→ **Perintah Tugas 1**
Tuliskan ulang dalam bentuk daftar paragraf artikel tentang pendaki FOMO yang diawali "Sudah banyak kejadian". Pertahankan fakta utamanya.
→ **Perintah Tugas 2**
Jawablah pertanyaan berikut berdasarkan artikel tentang pendaki FOMO.
(a) Apa kepanjangan FOMO?
(b) Selain outfit ganti, barang apa yang disebut dibawa pendaki untuk membuat konten?
(c) Menurut kalimat terakhir artikel, gunung bukan apa?
→ **Perintah Tugas 3**
Salin dengan tepat bagian artikel tentang pendaki FOMO mulai dari "Pendaki vs Content" sampai dengan "tujuan utama berubah.".

:: Dokumen Sumber ::

Ilustrasi Pendaki Gunung – Foto: IST
Mounture.com — Belakangan ini, dunia pendakian semakin banyak diminati, tetapi bukan cuma karena jumlah pendaki yang bertambah, melainkan karena munculnya fenomena baru yaitu pendaki FOMO (Fear of Missing Out) atau orang yang takut ketinggalan sesuatu. Yup, pendaki yang naik gunung bukan karena cinta alam, tapi karena takut ketinggalan tren.
Kalau dulu orang naik gunung buat “menyatu dengan alam”, “mencari ketenangan”, atau “melawan diri sendiri”, sekarang motivasinya lebih condong ke “biar keren di Instagram atau TikTok”. Gunung jadi semacam latar foto atau video estetik yang diburu demi engagement.
Pendaki vs Content Creator
Nggak ada yang salah dengan mengabadikan momen di gunung. Siapa sih yang nggak mau punya dokumentasi keren pas di atas awan? Tapi yang jadi masalah, ketika tujuan utama berubah.
Dari yang awalnya ingin menikmati alam, jadi cuma ingin konten semata. Mulai dari bawa outfit ganti, tripod, sampai sibuk bikin reels atau konten TikTok di puncak. Akibatnya? Kadang lupa jaga etika di alam bebas serta keselamatan diri sendiri maupun orang lain.
Sudah banyak kejadian, seperti buang sampah sembarangan, bawa sound system ke puncak, bikin api unggun di tempat terlarang, bahkan nginjek tanaman liar buat dapat angle foto yang kece atau mendaki dengan persiapan yang minim. Semua demi “konten yang aesthetic”, tapi lupa bahwa gunung bukan studio foto.

:::
:: Data Latihan ::

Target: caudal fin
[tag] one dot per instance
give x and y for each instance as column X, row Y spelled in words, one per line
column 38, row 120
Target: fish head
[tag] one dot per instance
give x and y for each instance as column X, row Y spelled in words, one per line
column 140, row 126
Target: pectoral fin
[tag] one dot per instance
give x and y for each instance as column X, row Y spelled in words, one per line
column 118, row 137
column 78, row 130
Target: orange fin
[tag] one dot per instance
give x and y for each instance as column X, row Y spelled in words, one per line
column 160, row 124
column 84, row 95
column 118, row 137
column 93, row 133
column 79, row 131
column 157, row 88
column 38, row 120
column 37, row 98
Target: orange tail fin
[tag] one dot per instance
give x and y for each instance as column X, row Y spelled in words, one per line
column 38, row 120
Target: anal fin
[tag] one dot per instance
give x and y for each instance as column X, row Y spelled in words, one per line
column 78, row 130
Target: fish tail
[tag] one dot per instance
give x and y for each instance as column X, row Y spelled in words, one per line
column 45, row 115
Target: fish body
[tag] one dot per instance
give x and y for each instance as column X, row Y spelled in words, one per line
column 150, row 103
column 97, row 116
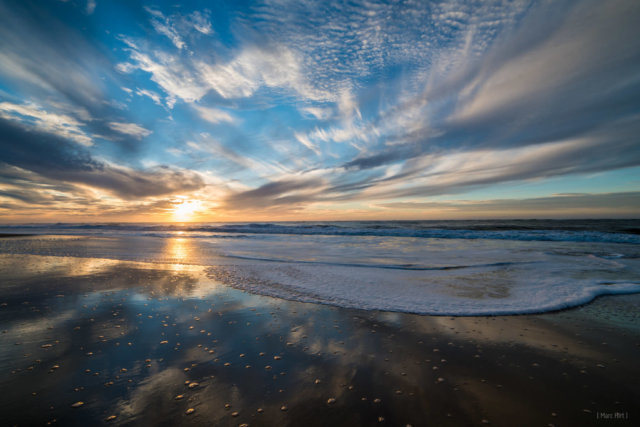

:::

→ **Kotak Jawaban 1**
Kejadian yang sudah banyak terjadi:
- membuang sampah sembarangan;
- membawa sound system ke puncak;
- membuat api unggun di tempat terlarang;
- menginjak tanaman liar untuk mendapatkan sudut foto yang bagus;
- mendaki dengan persiapan yang minim.

Semua itu dilakukan demi konten yang estetik, padahal gunung bukan studio foto.

→ **Kotak Jawaban 2**
(a) Fear of Missing Out
(b) Tripod
(c) Studio foto

→ **Kotak Jawaban 3**
Pendaki vs Content Creator
Nggak ada yang salah dengan mengabadikan momen di gunung. Siapa sih yang nggak mau punya dokumentasi keren pas di atas awan? Tapi yang jadi masalah, ketika tujuan utama berubah.